• Aufgabe 1:
Stimmen die folgenden Aussagen mit dem Artikel über das Rollstuhl-Zumba in Killer überein? Antworte bei jeder mit Ja oder Nein und zitiere wörtlich die Worte des Artikels, die das entscheiden.
(a) Die Gruppe trifft sich montags ab 16 Uhr.
(b) Der jüngste Teilnehmer ist 25 Jahre alt.
(c) Die Gruppe trainiert in der Hausener Halle.
• Aufgabe 2:
Wie ginge der Artikel über das Rollstuhl-Zumba in Killer nach seinem letzten Satz weiter? Führe ihn von dort aus fort.

• Vorliegender Text:
Dass Menschen, die im Rollstuhl sitzen oder auf einen Rollator angewiesen sind, kein Zumba machen können, damit räumt eine Burladinger Selbsthilfegruppe jetzt auf.
Das Bürgerhaus in Burladingen-KiIler ist jetzt montags ihr Treffpunkt. Da kommt dann am späten Nachmittag ab 16 Uhr eine bunt gemischte Truppe zusammen, Mitglieder der Gruppe Barrierefrei on Tour (BoT) und der Amsel-Kontaktgruppe im Zollernalbkreis oder des Regiotreffs Zollernalb „Mobil mit Behinderung“ (MMB).
Sie fahren aus Sigmaringen an, aus Albstadt, Hechingen oder Balingen. Einige sind auch aus dem Killertal und wollten deshalb Mal genau vor Ort ein solches Angebot installieren. Der jüngste Zumba-Rolli-Teilnehmer, Oliver Kern, ist 32 Jahre alt, der Älteste, Werner Ammann zählt 91 Lenze. Manchmal sind es bis zu 25 Teilnehmer und alle gemeinsam haben sie eine schweißtreibende und muskelstrapazierende Stunde Sport. Ganz unkompliziert und genauso wie solche, die ihr Zumba-Training im Stehen absolvieren.
Ein einzigartiges Angebot in der gesamten Region
Das liegt an ihrer lizenzierten Zumba-Trainerin, der Sportlehrerin Angela Lachner. Ihr Name, das sagt sie selber im Gespräch mit unserer Redaktion und einem breiten Lächeln im Gesicht, sei Programm.
Jahrelang hatte Ute Tatzel-Nowel versucht, bei den zahlreichen Sportvereinen im Zollernalbkreis so etwas wie inklusiven Sport zu etablieren. Lediglich beim TV Bitz und seinem Vereinsvorsitzenden Manfred Spiller und der Bitzer Kommune stieß sie auf Offenheit und es kam eine Sportgruppe zustande.
Voll des Lobes sind die BoT-Aktivisten nun für Corinna Egle, Hausens Ortsvorsteherin und für Gerd Schäfer, dem Rathauschef von Killer. Egle bot der Zumba-Gruppe die Hausener Halle an, die hatte aber einen Wasserschaden. Dafür sprang Gerd Schäfer ein und holte die ungewöhnliche Sportgruppe in sein Bürgerhaus nach Killer. „Dass sich beide so nett bemüht haben, dafür sind wir so dankbar, denn der Platz ist ideal und wir fühlen uns hier sehr wohl“, sagt Steffen Baumgart, selber Rollstuhlfahrer und so wie Oliver Kern, einer von der Spitze bei BoT.

• Datensatzzeilen:
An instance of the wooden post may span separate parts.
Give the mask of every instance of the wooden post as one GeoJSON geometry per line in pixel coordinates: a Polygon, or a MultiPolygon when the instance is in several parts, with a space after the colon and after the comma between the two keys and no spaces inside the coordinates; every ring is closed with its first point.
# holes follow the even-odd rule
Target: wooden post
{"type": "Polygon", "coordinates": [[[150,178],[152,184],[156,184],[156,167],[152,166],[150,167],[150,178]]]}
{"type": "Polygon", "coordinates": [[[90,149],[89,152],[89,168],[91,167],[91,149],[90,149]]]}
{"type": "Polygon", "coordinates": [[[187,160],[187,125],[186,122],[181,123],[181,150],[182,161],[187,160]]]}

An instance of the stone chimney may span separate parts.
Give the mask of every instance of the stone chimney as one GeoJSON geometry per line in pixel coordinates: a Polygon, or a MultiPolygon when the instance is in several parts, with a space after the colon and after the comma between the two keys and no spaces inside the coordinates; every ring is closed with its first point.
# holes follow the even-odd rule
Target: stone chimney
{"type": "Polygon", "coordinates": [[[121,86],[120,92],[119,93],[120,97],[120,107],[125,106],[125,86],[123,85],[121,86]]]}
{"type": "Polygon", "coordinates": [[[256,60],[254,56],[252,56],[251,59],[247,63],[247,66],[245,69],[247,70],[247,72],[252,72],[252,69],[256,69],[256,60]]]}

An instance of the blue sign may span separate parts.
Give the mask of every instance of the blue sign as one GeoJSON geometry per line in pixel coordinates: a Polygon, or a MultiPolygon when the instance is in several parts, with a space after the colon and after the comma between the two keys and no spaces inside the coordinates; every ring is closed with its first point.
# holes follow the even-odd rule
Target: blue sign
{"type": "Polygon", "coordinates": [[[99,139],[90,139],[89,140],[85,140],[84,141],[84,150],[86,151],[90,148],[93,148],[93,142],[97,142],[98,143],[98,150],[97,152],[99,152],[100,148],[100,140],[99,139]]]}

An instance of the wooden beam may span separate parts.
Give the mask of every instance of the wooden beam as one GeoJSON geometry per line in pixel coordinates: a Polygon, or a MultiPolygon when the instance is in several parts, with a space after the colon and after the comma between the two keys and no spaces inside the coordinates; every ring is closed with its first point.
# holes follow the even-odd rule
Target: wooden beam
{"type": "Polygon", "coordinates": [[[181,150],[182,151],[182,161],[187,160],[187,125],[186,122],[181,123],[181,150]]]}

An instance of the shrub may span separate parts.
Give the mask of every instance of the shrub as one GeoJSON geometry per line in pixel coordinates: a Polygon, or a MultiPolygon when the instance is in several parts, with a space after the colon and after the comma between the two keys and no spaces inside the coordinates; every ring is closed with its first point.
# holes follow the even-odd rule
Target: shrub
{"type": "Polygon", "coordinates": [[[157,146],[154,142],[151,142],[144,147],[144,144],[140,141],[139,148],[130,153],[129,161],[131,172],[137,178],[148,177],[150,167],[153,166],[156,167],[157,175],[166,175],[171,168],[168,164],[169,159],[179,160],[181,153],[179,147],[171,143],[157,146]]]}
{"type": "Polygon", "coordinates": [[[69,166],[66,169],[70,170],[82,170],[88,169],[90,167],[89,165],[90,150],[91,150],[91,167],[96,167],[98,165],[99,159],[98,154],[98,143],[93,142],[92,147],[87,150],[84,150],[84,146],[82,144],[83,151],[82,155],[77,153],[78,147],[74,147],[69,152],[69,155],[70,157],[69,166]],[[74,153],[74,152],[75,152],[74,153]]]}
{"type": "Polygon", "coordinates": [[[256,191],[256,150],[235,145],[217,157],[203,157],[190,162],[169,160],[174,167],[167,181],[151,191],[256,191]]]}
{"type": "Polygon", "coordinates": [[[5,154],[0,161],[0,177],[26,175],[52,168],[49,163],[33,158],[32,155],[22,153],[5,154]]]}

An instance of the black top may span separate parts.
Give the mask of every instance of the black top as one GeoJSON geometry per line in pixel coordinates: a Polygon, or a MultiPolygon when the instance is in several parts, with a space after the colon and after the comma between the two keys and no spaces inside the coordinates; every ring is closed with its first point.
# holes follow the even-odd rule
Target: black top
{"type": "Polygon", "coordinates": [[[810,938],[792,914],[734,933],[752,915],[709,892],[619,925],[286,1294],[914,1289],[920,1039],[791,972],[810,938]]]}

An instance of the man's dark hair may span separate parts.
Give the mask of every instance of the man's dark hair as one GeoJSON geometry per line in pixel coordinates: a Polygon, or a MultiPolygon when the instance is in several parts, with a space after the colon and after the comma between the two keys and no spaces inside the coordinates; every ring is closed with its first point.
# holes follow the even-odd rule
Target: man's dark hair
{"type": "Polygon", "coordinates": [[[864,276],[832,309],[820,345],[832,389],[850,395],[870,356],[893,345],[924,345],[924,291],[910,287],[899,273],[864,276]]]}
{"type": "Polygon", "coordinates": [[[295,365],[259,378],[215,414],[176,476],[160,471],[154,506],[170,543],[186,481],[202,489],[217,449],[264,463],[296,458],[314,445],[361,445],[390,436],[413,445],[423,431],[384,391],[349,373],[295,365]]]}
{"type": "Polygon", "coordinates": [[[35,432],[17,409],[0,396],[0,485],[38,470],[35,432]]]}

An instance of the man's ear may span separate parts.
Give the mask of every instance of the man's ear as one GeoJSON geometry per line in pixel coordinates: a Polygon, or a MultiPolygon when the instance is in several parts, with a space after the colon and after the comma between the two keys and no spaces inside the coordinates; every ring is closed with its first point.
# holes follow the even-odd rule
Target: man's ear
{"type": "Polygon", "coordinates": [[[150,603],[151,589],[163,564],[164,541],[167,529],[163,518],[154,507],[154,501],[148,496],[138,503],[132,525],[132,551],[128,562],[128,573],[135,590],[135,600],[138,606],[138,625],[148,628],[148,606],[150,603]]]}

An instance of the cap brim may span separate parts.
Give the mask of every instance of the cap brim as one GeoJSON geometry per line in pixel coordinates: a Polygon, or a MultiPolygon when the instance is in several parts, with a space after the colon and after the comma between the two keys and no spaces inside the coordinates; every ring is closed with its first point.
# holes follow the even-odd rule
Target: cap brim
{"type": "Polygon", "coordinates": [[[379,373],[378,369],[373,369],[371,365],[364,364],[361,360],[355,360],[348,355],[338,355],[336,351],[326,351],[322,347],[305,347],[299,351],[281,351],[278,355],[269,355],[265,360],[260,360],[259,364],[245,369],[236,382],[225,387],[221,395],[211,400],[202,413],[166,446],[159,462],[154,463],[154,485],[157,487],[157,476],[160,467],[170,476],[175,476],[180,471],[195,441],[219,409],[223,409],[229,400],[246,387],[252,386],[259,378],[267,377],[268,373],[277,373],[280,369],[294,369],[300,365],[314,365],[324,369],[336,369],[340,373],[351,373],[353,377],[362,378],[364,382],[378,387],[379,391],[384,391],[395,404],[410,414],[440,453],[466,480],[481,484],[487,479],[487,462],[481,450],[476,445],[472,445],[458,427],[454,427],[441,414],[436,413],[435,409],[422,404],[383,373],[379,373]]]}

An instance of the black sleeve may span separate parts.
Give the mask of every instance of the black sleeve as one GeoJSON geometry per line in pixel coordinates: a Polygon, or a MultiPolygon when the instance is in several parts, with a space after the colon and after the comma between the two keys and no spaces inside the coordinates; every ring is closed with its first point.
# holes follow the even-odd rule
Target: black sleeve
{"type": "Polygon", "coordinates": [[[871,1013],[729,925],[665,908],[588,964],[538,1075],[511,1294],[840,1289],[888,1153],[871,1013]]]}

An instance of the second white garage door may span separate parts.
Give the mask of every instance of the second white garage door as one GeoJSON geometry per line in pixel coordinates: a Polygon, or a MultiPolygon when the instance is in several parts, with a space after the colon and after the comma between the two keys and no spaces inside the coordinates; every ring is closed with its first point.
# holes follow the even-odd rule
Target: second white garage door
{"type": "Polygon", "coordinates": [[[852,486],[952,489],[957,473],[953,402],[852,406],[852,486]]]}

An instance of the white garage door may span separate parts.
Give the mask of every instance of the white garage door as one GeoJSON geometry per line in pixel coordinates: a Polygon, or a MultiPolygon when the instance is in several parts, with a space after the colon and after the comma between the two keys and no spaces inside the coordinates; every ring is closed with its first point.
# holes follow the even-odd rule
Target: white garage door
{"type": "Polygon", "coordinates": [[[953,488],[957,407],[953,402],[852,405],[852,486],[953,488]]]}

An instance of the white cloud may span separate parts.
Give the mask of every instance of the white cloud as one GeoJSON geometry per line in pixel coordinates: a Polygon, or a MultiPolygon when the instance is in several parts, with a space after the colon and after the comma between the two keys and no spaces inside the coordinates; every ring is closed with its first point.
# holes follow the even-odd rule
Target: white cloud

• Antwort 1:
(a) Ja: „ist jetzt montags ihr Treffpunkt. Da kommt dann am späten Nachmittag ab 16 Uhr eine bunt gemischte Truppe zusammen“
(b) Nein: „Der jüngste Zumba-Rolli-Teilnehmer, Oliver Kern, ist 32 Jahre alt“
(c) Nein: „die hatte aber einen Wasserschaden. Dafür sprang Gerd Schäfer ein und holte die ungewöhnliche Sportgruppe in sein Bürgerhaus nach Killer“

• Antwort 2:
In der ganzen Region gibt es keine weitere Zumba-Gruppe, deren Teilnehmer entweder an Krücken gehen, auf einen Rollator angewiesen sind oder gar im Rollstuhl sitzen. Da beherbergt das Bürgerhaus in Killer vermutlich eine bislang in Baden Württemberg einmalige Sache.
Baumgart: „Jeder von uns hat hinterher Muskelkater“
Jeder macht das mit, was er kann – viele testen ihre körperlichen Grenzen aus und alle gewinnen an Mobilität und Elastizität. „Jeder von uns hat hinterher Muskelkater“, sagt Steffen Baumgart nach dem zweiten Termin.
Der Träger der Zumba-Stunde ist die Amsel e.V. Zollernalb. Tatzel-Nowel betont aber, dass die Amsel zusammen mit BoT und dem Verein MMB (Mobil mit Behinderung) ja ein Netzwerk an Selbsthilfegruppen darstellt, in denen man sich untereinander kennt, Ausflüge macht, gemeinsam Termine wahrnimmt und oft gleiche Interessen verfolgt. Die Teilnehmer kommen aber aus einem großen Umkreis.
Geplant sind im Bürgerhaus in Killer in der Breitholzstraße insgesamt zehn Termine, immer montags, von 16 bis 17 Uhr und noch bis zum 15. Dezember. Die Teilnehmer hoffen aber alle, dass das Angebot sich etabliert und dass sie auch nach dem Dezember mit ihrem Rolli-Sport im Bürgerhaus in Killer bleiben können. Dann hätte Burladingen im Ortsteil Killer etwas etabliert, was noch keiner Kommune im Ländle gelungen ist.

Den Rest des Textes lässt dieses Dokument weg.